Records for this exercise:
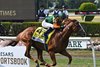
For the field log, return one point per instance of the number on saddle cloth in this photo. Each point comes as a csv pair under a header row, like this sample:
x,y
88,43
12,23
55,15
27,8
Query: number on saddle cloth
x,y
39,33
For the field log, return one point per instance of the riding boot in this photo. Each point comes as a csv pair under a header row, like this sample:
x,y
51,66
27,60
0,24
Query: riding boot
x,y
46,37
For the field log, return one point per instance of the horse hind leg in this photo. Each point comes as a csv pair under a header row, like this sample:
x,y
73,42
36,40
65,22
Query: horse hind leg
x,y
65,53
27,54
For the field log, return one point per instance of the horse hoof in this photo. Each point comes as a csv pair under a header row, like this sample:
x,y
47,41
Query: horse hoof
x,y
43,63
37,65
48,65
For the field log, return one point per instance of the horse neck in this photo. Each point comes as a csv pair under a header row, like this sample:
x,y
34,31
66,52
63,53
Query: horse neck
x,y
67,31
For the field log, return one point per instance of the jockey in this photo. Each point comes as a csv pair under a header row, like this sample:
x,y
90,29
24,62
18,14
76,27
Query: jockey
x,y
50,25
65,12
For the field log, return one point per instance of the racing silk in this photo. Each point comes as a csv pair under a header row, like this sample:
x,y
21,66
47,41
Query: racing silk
x,y
48,22
50,19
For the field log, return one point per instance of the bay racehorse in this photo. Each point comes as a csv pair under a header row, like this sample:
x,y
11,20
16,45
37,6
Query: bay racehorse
x,y
57,43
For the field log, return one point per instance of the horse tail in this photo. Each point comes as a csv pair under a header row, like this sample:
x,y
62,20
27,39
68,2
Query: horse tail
x,y
13,43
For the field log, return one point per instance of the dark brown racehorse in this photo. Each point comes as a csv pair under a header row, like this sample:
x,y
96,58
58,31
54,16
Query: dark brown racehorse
x,y
57,44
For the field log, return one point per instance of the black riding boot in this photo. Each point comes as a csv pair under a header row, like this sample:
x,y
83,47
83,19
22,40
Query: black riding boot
x,y
46,37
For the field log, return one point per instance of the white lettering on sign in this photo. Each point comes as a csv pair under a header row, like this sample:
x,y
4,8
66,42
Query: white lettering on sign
x,y
7,13
78,42
13,57
75,44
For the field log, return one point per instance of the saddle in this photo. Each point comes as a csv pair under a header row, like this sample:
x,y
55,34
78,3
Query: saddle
x,y
38,35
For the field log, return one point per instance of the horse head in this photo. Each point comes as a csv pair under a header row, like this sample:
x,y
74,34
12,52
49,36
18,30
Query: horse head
x,y
75,26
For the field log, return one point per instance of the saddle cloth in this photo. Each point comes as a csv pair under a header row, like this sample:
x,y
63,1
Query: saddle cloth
x,y
38,35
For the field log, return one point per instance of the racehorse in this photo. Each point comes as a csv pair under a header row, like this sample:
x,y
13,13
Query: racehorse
x,y
57,43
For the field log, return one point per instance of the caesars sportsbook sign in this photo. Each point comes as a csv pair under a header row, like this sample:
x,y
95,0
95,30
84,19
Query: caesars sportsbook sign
x,y
78,42
13,57
17,9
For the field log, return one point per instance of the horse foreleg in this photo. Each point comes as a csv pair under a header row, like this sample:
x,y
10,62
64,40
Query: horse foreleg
x,y
65,53
52,55
40,57
27,54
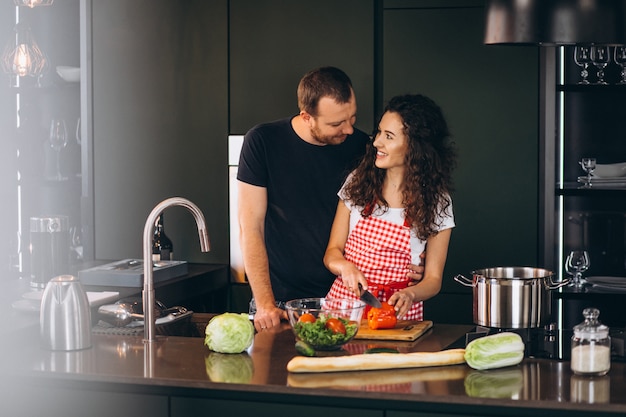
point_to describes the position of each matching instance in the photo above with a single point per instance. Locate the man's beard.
(326, 139)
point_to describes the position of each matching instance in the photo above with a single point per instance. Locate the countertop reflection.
(185, 362)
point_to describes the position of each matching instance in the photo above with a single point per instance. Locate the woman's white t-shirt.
(396, 216)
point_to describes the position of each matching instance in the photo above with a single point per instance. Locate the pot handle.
(555, 285)
(464, 281)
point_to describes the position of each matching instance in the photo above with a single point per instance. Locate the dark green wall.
(173, 79)
(489, 95)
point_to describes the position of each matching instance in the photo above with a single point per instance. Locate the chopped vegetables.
(326, 332)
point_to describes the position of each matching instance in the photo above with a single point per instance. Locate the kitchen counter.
(179, 376)
(203, 289)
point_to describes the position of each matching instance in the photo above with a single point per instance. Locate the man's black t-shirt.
(302, 181)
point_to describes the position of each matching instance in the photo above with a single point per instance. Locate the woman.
(393, 206)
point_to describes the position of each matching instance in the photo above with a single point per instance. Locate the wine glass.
(576, 263)
(619, 56)
(588, 165)
(582, 58)
(600, 57)
(58, 141)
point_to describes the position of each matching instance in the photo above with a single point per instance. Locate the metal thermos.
(49, 249)
(65, 316)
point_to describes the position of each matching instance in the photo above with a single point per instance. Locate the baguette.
(384, 377)
(373, 361)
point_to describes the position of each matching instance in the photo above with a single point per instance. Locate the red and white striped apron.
(381, 250)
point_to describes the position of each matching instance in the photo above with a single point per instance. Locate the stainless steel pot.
(511, 297)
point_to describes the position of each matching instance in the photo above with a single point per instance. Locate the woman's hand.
(402, 301)
(416, 272)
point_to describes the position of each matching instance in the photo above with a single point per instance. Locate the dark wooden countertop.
(182, 368)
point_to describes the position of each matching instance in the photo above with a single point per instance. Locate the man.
(289, 174)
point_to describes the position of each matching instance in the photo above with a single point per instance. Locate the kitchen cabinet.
(582, 121)
(184, 407)
(489, 95)
(39, 180)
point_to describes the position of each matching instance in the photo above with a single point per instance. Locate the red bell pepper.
(382, 318)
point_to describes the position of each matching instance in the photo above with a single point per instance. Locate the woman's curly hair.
(430, 160)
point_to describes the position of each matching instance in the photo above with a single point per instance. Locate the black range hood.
(555, 22)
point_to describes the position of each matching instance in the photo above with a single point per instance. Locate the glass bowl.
(323, 323)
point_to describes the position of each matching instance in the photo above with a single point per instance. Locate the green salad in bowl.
(325, 324)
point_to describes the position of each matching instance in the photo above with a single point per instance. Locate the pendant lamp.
(22, 55)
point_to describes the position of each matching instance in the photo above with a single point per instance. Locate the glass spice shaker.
(591, 346)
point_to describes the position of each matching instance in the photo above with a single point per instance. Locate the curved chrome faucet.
(148, 270)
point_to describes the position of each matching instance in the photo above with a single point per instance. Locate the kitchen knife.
(369, 298)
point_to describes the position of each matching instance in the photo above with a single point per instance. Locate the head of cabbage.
(229, 368)
(229, 333)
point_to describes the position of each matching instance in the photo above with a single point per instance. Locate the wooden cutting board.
(405, 330)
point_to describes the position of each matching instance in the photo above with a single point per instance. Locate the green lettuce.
(229, 333)
(495, 351)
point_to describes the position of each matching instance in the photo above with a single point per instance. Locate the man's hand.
(268, 318)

Aim of the task: Copy out all the data without changing anything, and drop the pictures.

Task output:
For the field log, return one point per instance of the number on saddle cloth in this photo. Each point comes as a csv pair under a header row, like this sample:
x,y
88,43
12,23
55,15
27,8
Query: number on saddle cloth
x,y
39,33
For the field log, return one point per instance of the riding boot in this photo. Each point comes as a csv pair under a header row, like this sample:
x,y
51,66
27,60
0,24
Query: riding boot
x,y
46,37
For the field log, return one point per instance of the horse hind leg in this photo. Each point comes as a csv pair under a header row, like this sample:
x,y
73,42
36,40
65,22
Query: horse hind leg
x,y
65,53
27,54
For the field log, return one point per instance of the horse hoof in this photo. Each point comes as a csv pair under a header row, like this sample:
x,y
47,41
Query: horse hoof
x,y
43,63
37,65
48,65
For the field log, return one point per instance of the horse neck in this photo. Each point comes as a csv pair under a header row, like this sample:
x,y
34,31
66,52
63,53
Query: horse neck
x,y
67,31
For the field log, return one point per instance of the jockey in this photo. Each point comes as a csv pair under a header row, like this sample:
x,y
90,29
24,62
18,14
76,27
Query: jockey
x,y
50,25
65,12
For the field log, return one point per instance of the racing silk in this photo. Each point comes as a csv pair under a header row, like this sample:
x,y
21,66
47,41
Query: racing silk
x,y
48,22
50,19
For the field log, return one point per instance of the bay racehorse in this photo. Each point comes as a csv pair under a header row, like this sample:
x,y
11,20
16,45
37,6
Query: bay racehorse
x,y
57,43
For the field log, return one point per instance of the horse tail in this photo. Each point comes as a csv pair under a header row, like this sample:
x,y
62,20
27,39
68,2
Query: horse tail
x,y
13,43
For the field log, return one point per instance of the dark brown racehorse in this photo. Each point comes as a csv pair under a header row, like this sample:
x,y
96,58
58,31
54,16
Query: dark brown racehorse
x,y
57,44
For the field log, return one point per instance of the black riding boot in this photo. Each point comes as a csv pair under a header row, like this sample:
x,y
83,47
83,19
22,40
Query: black riding boot
x,y
46,37
For the field log, return one point per instance of the white lettering on sign in this photo. Each point comes as a csv pair under a header row, like this sample:
x,y
4,8
66,42
Query: white lettering on sign
x,y
7,13
78,42
13,57
75,44
For the field log, return one point per instance of the saddle in this photo. Each point comes as a csv pair under a header row, like this sample:
x,y
55,34
78,3
Query: saddle
x,y
38,35
For the field log, return one point per instance of the horse head in this photo. Each point comes as a csv pair under a header row, like this sample:
x,y
74,34
12,52
49,36
18,30
Query: horse head
x,y
75,26
For the field log, return one point per instance of the saddle cloth in this photo. Each point comes as a csv pair under a header row, like this sample:
x,y
63,1
Query: saddle cloth
x,y
38,35
For the field log, return one point per instance of the racehorse in this photo. Each point comes as a csv pair under a header row, like this sample:
x,y
13,13
Query: racehorse
x,y
57,43
For the field log, return one point per instance of the caesars sportsbook sign in this photo. Each point comes as a csv pair under a header row, like this sample:
x,y
95,0
95,30
84,19
Query: caesars sportsbook sign
x,y
78,42
13,57
17,9
For the field log, return one point per instance of the horse foreleg in this photo. Each point comes as a csv pair under a header row, like this sample:
x,y
10,62
64,40
Query: horse foreleg
x,y
65,53
52,55
40,57
27,54
point_to describes the position of each matching instance in the photo above with a single point per instance. Locate the man's beard.
(326, 139)
point_to describes the position of each matching instance in the photo above with a single point per instance. Locate the countertop reflection.
(185, 362)
point_to describes the position of each matching instance in the photo above with a single point per instance. Locate the woman's white t-shirt.
(396, 216)
point_to describes the position of each matching instance in the photo above with a single point per instance. Locate the pot handle.
(555, 285)
(464, 281)
point_to describes the position of each matching instance in the photo above with a single point per instance. Locate the dark green wall.
(173, 79)
(489, 95)
point_to describes the position of each matching instance in the photo above with a single point per instance. Locate the chopped vegetables.
(326, 332)
point_to describes the position of each matching instance in the photo above with a single point per instance. Locate the kitchen counter.
(179, 376)
(203, 289)
point_to describes the position of each matching instance in the photo above with a single point per instance. Locate the man's black t-shirt.
(302, 181)
point_to describes the position of each matching instance in the photo above with a single point per instance. Locate the woman.
(393, 206)
point_to describes the position of each matching instance in the photo above with a single point per instance. Locate the wine glass.
(576, 263)
(619, 56)
(588, 165)
(582, 58)
(600, 57)
(58, 141)
point_to describes the position of each matching instance in the photo above with a single point per instance. Locate the metal thermos.
(49, 249)
(65, 316)
point_to describes the position of each matching instance in the photo above with a single point per instance. Locate the baguette.
(384, 377)
(373, 361)
point_to describes the position of each matching instance in the photo above with a single point per instance. Locate the red and white striped apron.
(381, 250)
point_to describes the position of each matching instance in the photo above with a single point per instance. Locate the stainless steel pot.
(511, 297)
point_to describes the position of each matching instance in the photo above with a single point per instance. Locate the woman's hand.
(402, 301)
(416, 272)
point_to describes the position of each matching instance in the photo above with a single point per instance. Locate the dark wooden countertop.
(182, 368)
point_to describes the position of each matching instance in the photo above with a single point per instance. Locate the man.
(289, 174)
point_to describes the position of each matching instance in the photo above with a single point per instance. Locate the kitchen cabinet.
(582, 121)
(184, 407)
(489, 95)
(39, 180)
point_to describes the position of each matching instance in the photo above with a single point per instance. Locate the red bell pepper.
(382, 318)
point_to describes the position of each matching instance in the photo above with a single point per instance. Locate the woman's curly hair.
(430, 160)
point_to describes the position of each matching instance in the photo above with a single point per instance. Locate the black range hood.
(555, 22)
point_to describes the position of each matching instance in the photo above with a single point per instance. Locate the glass bowl.
(323, 323)
point_to describes the position of each matching instance in the photo above with a single point per instance. Locate the green salad in bowl.
(325, 324)
point_to describes the position of each matching instance in the photo above with a single point per instance. Locate the pendant lamp.
(22, 55)
point_to describes the position of each matching instance in the photo above with a single point per instance. Locate the glass spice shaker.
(591, 346)
point_to describes the position of each matching instance in the photo above with a single point per instance. Locate the curved chrome faucet.
(148, 270)
point_to describes the position of each matching instance in the photo above with a single point per instance. Locate the kitchen knife.
(369, 298)
point_to describes the position of each matching instance in the photo above with a single point per instance. Locate the head of cabbage.
(229, 368)
(229, 333)
point_to describes the position of each matching instance in the photo above with a single point per instance. Locate the wooden cutting board.
(405, 330)
point_to describes the position of each matching instance in the photo above with a single point per instance. Locate the green lettuce.
(229, 333)
(495, 351)
point_to describes the position of each matching instance in the photo above with a single point per instance. Locate the man's hand.
(268, 318)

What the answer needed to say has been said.